Records from a point annotation dataset
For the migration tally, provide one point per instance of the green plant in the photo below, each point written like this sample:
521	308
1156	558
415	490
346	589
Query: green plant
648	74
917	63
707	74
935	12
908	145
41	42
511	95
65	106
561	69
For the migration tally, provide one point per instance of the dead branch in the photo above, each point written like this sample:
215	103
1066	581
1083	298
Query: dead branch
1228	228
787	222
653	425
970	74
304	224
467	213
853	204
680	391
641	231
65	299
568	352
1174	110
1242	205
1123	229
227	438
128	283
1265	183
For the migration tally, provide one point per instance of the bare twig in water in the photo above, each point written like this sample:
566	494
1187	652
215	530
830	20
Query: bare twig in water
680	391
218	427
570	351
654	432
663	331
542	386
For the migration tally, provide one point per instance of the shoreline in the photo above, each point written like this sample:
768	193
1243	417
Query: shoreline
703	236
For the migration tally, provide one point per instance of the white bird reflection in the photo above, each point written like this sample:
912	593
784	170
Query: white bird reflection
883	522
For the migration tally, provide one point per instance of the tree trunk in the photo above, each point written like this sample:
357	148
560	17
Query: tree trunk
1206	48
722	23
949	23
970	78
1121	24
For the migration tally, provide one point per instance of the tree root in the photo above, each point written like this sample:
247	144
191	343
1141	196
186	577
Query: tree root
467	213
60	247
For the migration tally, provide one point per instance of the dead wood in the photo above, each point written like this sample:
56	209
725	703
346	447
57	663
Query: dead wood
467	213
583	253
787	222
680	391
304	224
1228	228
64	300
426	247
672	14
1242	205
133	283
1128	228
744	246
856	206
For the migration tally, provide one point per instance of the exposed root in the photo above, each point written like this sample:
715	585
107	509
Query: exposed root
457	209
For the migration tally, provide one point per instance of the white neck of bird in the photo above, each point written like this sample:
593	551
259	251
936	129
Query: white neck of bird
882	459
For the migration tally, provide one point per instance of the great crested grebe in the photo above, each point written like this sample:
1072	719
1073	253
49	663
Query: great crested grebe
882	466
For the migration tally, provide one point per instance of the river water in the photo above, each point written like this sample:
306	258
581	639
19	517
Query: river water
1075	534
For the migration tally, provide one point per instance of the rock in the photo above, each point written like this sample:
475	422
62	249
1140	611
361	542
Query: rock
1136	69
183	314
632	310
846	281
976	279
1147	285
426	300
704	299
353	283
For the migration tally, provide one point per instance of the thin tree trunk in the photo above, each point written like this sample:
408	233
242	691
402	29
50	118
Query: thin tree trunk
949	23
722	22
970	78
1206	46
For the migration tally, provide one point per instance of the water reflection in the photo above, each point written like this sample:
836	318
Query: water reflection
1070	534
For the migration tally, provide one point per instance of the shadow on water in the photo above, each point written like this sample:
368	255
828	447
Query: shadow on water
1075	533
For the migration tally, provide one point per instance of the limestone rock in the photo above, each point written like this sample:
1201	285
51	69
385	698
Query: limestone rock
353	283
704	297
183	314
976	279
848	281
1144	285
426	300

■ **WHAT THE TASK ASKS**: Recast every one of the lines above as a JSON list of strings, with one string for each line and blank lines omitted.

■ **OUTPUT FOR THIS EXERCISE**:
[
  "For the migration tally, provide one point per instance of the green plant in the photo below, each point written like this sample:",
  "521\t308",
  "1156\t558",
  "415\t490",
  "346\t589",
  "Query: green plant",
  "648\t74",
  "917\t63",
  "707\t74",
  "935\t12",
  "908\t145",
  "41\t42",
  "511\t95",
  "65\t106",
  "561\t69",
  "For the migration tally, provide one point per instance of the dead branch in the photo above, each point written like this sample:",
  "215\t103",
  "1066\t581",
  "1083\t298",
  "Query: dead branch",
  "1228\t228",
  "787\t222",
  "653\t425",
  "970\t74",
  "304\t224",
  "467\t213",
  "853\t204",
  "680\t391",
  "641\t231",
  "65\t299",
  "568\t352",
  "1174\t110",
  "1242\t205",
  "1123\t229",
  "227\t438",
  "128\t283",
  "1265\t183",
  "For the migration tally, provide one point per instance of the bare twig in water in the photo above, each point written like this sample:",
  "566\t494",
  "1187\t652",
  "215\t530",
  "830\t20",
  "Query: bare twig in water",
  "680\t391",
  "218\t427",
  "570\t351",
  "654\t432",
  "663\t331",
  "542\t386",
  "For the migration tally, provide one point per instance of the shoreline in the photo above, each point written like this sample:",
  "768\t193",
  "1243\t417",
  "Query: shoreline",
  "703\t236",
  "For the migration tally, provide one point per instance of the white bird reflection in the photo above, each point written like this sample:",
  "912\t593",
  "784\t170",
  "Query: white bird reflection",
  "883\t522",
  "For the migration tally, provide one point per instance of the tree trunk in the photo above, each point written like this sample:",
  "357\t148",
  "560\t17",
  "Query: tree trunk",
  "1206\t48",
  "722\t23",
  "949\t23",
  "970\t78",
  "1121\t24",
  "For the migration tally, provide one point per instance of the tree root in the photo above, each point written like this sample:",
  "247\t144",
  "191\t343",
  "1141\t196",
  "186\t577",
  "Query: tree root",
  "467\t213",
  "60\t247",
  "For the migration tally, provide one point per instance of the dead wood in the photo above, each point written like this sample:",
  "56\t209",
  "725\t703",
  "346\t447",
  "57\t663",
  "Query: dead wood",
  "467\t213",
  "583\t253",
  "787\t222",
  "680\t391",
  "304\t224",
  "1228\t228",
  "64\t300",
  "426\t247",
  "672\t14",
  "1242\t205",
  "133\t283",
  "1128\t228",
  "744\t246",
  "856\t206",
  "For the migration tally, provide one point per instance of the exposed root in the photo above, each point written like this sample:",
  "715\t585",
  "107\t509",
  "Query: exposed root",
  "457\t209",
  "For the migration tally, provide one point per instance of the white neck of bird in the photo above, each point written like this sample:",
  "593\t551",
  "259\t251",
  "936\t129",
  "Query: white neck of bird",
  "882\t459",
  "For the migration tally, provide one point per instance of the great crested grebe in the photo above, each point written like this sample:",
  "1072\t719",
  "1073\t253",
  "49\t663",
  "Query: great crested grebe",
  "882\t466",
  "For the migration tally, provide one point per instance of the river water in the photo above, each point written like this sample:",
  "306\t258",
  "581\t639",
  "19\t517",
  "Query: river water",
  "1075\t534",
  "For the migration tally, provide one point per instance of the rock in the photo above, each point written like this sample:",
  "475\t422",
  "62\t249",
  "1140\t611",
  "361\t542",
  "Query: rock",
  "1136\t69",
  "183\t314",
  "632\t310",
  "846\t281",
  "976\t279",
  "1147\t285",
  "426\t300",
  "704\t299",
  "353\t283",
  "For the migration tally, provide one point per instance of the thin tree trunk in the photo above, each point written like this sample:",
  "408\t233",
  "242\t691",
  "402\t29",
  "50\t118",
  "Query: thin tree trunk",
  "949\t23",
  "722\t22",
  "970\t78",
  "1206\t46",
  "For the migration tally, provide one point per instance of the water reflection in the photo above, each point written like this sample:",
  "836\t318",
  "Query: water reflection",
  "1070\t534",
  "For the migration tally, provide one point per instance of the shadow on water in the photo above, each point written like this sample:",
  "368\t255",
  "828\t447",
  "Query: shadow on water",
  "1075\t533",
  "For the migration tally, provide one point per instance of the limestone rock in the photo above, each point written like this sample:",
  "1201\t285",
  "51\t69",
  "385\t698",
  "Query: limestone rock",
  "353\t283",
  "704\t297",
  "183\t314",
  "976\t279",
  "848\t281",
  "1144\t285",
  "426\t300"
]